**EXERCISE INPUTS**
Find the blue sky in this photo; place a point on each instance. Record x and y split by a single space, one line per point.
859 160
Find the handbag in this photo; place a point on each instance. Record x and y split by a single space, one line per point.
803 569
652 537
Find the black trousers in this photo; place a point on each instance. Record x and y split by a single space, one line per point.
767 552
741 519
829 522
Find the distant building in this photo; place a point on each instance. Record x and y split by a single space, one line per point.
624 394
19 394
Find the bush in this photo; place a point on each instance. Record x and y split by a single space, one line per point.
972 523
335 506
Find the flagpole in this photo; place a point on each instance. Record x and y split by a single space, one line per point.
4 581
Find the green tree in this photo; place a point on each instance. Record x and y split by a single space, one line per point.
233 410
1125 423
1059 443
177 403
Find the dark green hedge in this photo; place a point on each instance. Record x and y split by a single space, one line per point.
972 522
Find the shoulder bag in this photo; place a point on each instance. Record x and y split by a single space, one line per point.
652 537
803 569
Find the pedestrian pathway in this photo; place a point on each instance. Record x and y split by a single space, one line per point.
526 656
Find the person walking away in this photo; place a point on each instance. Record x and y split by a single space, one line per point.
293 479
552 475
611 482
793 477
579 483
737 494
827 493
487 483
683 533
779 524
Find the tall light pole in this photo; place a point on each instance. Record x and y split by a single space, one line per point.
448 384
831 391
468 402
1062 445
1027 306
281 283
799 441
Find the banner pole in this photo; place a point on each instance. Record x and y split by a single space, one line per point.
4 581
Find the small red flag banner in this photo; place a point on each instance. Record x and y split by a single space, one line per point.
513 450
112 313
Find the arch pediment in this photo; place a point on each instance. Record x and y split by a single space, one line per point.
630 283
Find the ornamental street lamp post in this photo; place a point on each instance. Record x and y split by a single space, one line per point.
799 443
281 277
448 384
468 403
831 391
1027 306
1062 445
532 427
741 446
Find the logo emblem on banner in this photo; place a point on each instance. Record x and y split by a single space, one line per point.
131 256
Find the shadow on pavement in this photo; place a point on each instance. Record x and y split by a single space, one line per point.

**WORK ITEM**
Only the lines from the one containing "Find the logo" through the end of the material belong in the answer, each restated word for word.

**RESULT OF THIS TASK**
Find the logo emblem on banner in this photo; place a point on each instance. Record x and y split by a single space, one line per point.
131 256
Find the shadow on pavement in this photo; place a point on each instance. Record x and y split by a single space, one line per point.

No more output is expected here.